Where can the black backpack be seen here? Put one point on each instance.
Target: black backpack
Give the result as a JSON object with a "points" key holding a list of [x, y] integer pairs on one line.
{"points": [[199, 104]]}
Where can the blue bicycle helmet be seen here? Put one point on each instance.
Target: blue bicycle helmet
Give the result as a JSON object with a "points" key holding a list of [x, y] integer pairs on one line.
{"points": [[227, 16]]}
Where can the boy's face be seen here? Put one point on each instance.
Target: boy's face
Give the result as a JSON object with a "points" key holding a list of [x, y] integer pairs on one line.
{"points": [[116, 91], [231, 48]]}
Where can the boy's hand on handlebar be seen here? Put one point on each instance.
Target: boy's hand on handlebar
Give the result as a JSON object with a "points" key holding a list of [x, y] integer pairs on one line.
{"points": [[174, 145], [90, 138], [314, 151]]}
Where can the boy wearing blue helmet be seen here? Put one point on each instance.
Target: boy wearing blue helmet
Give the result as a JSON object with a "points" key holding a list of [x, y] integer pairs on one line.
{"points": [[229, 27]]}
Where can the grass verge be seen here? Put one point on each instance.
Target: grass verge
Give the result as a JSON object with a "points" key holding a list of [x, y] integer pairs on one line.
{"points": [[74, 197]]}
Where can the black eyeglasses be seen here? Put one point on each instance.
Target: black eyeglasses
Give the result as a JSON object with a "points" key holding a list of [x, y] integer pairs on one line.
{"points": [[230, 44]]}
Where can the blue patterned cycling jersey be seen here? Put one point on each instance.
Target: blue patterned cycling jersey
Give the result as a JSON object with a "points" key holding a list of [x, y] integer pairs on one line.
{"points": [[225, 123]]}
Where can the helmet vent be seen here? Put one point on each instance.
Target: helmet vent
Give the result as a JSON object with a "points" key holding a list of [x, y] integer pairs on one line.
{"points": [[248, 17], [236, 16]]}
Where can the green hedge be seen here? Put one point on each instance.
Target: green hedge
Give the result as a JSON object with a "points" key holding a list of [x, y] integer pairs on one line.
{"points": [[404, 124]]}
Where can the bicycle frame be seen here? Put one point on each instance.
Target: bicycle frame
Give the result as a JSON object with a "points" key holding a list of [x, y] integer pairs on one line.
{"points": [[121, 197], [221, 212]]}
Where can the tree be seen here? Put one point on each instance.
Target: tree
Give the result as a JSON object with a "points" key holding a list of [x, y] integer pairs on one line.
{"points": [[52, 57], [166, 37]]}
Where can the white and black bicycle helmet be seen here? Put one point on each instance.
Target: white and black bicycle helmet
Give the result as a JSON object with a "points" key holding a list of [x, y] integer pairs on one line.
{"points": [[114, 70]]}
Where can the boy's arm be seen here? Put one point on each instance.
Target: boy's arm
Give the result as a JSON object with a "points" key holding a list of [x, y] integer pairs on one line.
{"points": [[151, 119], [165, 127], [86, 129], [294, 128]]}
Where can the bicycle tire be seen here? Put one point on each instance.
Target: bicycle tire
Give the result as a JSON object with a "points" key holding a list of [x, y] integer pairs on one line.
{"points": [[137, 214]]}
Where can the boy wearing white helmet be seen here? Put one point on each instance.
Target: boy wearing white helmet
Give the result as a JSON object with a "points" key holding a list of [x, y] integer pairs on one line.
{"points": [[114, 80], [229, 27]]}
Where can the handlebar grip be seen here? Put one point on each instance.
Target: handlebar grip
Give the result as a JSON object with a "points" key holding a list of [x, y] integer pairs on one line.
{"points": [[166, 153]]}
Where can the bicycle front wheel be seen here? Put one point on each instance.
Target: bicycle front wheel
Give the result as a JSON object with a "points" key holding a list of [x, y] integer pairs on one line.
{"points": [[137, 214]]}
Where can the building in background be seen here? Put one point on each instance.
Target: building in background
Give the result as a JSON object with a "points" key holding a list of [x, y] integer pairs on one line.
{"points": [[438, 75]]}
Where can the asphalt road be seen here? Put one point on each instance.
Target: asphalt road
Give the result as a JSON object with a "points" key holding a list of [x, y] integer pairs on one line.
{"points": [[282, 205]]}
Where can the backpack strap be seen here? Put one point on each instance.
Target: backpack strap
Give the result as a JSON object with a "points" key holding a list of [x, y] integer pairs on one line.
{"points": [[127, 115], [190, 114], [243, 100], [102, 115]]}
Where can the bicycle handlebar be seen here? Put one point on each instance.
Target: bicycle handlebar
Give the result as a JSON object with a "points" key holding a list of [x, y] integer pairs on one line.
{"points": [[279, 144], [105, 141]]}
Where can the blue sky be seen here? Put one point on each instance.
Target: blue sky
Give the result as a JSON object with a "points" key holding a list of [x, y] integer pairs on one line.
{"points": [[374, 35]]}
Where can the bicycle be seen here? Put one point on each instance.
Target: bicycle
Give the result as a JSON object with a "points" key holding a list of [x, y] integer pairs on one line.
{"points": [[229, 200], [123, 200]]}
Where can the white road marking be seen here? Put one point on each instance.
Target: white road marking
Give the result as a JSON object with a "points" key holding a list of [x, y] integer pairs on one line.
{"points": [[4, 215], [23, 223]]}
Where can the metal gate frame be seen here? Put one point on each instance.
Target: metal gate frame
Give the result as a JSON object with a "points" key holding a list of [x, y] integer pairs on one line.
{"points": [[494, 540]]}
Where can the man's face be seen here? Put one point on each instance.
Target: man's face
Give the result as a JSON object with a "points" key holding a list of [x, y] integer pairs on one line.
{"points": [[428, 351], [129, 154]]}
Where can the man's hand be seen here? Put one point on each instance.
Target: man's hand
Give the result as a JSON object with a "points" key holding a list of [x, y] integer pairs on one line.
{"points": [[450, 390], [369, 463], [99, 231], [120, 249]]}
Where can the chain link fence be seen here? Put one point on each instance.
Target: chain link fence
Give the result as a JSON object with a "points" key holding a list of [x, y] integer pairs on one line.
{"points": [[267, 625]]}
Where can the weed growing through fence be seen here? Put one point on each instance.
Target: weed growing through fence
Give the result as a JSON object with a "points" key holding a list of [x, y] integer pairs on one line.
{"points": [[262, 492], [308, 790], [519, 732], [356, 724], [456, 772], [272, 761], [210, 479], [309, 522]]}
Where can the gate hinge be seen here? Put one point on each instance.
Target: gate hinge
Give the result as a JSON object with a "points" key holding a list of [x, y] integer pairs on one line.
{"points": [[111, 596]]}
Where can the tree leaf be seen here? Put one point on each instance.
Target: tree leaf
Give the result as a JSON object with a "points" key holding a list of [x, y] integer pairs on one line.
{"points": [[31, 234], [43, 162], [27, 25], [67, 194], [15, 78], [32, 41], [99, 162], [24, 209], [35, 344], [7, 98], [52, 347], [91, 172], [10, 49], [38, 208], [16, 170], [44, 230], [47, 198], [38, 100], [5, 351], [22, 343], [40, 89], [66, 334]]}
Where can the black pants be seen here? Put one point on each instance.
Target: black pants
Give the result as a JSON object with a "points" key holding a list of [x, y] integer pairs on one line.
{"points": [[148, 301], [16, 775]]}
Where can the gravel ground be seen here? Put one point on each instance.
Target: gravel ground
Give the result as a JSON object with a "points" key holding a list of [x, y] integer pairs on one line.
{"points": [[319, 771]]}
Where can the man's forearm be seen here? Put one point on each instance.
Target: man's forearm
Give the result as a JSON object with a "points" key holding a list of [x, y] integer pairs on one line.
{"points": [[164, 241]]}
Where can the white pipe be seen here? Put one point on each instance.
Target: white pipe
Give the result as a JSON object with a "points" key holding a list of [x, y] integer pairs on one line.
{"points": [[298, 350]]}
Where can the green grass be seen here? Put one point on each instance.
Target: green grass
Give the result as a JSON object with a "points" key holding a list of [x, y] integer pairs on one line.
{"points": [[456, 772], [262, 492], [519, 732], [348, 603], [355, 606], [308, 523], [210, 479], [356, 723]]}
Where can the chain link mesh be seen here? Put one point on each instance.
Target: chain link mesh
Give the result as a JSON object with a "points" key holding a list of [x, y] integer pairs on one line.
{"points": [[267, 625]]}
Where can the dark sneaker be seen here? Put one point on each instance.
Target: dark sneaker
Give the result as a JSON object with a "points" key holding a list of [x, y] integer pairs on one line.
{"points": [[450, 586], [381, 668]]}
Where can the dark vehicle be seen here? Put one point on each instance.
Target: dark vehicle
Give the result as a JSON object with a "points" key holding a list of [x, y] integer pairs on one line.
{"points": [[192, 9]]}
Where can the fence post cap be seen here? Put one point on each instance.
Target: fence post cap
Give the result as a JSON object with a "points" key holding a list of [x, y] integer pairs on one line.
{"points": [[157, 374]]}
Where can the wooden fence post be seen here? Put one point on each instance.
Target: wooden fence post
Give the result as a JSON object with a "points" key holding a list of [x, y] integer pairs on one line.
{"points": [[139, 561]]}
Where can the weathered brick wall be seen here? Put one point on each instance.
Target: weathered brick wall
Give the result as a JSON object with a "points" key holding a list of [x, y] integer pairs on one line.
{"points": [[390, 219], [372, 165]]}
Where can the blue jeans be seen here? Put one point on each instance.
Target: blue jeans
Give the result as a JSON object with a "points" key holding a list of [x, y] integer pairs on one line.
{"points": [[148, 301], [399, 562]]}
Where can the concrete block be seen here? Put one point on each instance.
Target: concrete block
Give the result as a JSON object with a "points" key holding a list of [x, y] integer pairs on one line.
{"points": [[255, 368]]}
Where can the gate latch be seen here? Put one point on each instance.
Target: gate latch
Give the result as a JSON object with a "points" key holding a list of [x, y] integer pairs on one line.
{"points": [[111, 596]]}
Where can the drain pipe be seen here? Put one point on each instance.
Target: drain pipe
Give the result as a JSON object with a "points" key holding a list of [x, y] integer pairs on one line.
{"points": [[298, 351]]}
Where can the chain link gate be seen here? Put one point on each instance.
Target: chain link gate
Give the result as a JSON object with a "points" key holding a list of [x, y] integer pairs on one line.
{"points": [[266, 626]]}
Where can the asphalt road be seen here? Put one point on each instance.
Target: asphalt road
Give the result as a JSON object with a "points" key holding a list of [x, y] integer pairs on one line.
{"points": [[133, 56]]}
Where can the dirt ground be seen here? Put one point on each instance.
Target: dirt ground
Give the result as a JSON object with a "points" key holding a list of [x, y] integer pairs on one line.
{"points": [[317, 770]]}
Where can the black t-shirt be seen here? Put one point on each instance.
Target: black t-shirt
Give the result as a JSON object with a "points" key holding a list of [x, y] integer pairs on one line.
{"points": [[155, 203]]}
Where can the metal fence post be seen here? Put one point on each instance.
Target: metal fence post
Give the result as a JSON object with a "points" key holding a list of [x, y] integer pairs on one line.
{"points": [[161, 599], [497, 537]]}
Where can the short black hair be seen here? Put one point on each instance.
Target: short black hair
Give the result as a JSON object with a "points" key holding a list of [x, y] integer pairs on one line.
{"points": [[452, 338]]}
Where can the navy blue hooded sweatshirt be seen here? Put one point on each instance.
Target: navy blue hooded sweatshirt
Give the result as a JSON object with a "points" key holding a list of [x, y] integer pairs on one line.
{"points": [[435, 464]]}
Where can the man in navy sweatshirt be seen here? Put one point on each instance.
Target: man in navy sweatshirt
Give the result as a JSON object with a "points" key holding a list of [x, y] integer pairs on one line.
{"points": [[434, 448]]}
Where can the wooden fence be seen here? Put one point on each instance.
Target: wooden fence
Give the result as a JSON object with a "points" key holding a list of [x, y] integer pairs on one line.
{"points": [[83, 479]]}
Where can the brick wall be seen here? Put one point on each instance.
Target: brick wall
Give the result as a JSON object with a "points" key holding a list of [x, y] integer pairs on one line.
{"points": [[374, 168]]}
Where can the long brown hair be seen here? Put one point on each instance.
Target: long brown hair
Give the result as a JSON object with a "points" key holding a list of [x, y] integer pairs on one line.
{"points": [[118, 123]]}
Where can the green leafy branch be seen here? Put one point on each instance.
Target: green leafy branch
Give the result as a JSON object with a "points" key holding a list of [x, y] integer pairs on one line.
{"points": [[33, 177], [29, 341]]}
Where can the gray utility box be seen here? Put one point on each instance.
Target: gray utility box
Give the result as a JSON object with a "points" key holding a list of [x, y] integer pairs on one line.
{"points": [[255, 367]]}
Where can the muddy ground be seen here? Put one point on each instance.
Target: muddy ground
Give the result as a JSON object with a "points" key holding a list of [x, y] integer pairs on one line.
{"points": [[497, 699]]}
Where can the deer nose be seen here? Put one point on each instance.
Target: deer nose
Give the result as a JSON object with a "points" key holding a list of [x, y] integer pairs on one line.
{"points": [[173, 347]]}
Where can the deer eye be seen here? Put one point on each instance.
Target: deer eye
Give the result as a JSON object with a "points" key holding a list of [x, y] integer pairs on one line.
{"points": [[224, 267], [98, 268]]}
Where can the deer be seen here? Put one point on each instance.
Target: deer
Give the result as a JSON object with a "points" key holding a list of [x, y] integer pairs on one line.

◆ SET PROBLEM ◆
Using the material above, reproduce exactly the line that contains "Where can the deer nose" and all lines after it through the last one, and only those.

◆ OUTPUT FOR THIS TASK ◆
Where can the deer nose be seen here? Put one point on each instance.
Target: deer nose
Give the result as a JSON object with a "points" key holding a list of [x, y] integer pairs on one line.
{"points": [[173, 347]]}
Where can the deer eye be seen here? Put one point on each instance.
Target: deer eye
Give the result as a JSON object with a "points" key holding a list of [x, y] integer pairs on one line.
{"points": [[224, 267], [98, 268]]}
Where can the deer be seen here? Put one point on each instance.
Target: deer
Give the result as a JSON object with a "points" key holding a list of [x, y] integer pairs on one line.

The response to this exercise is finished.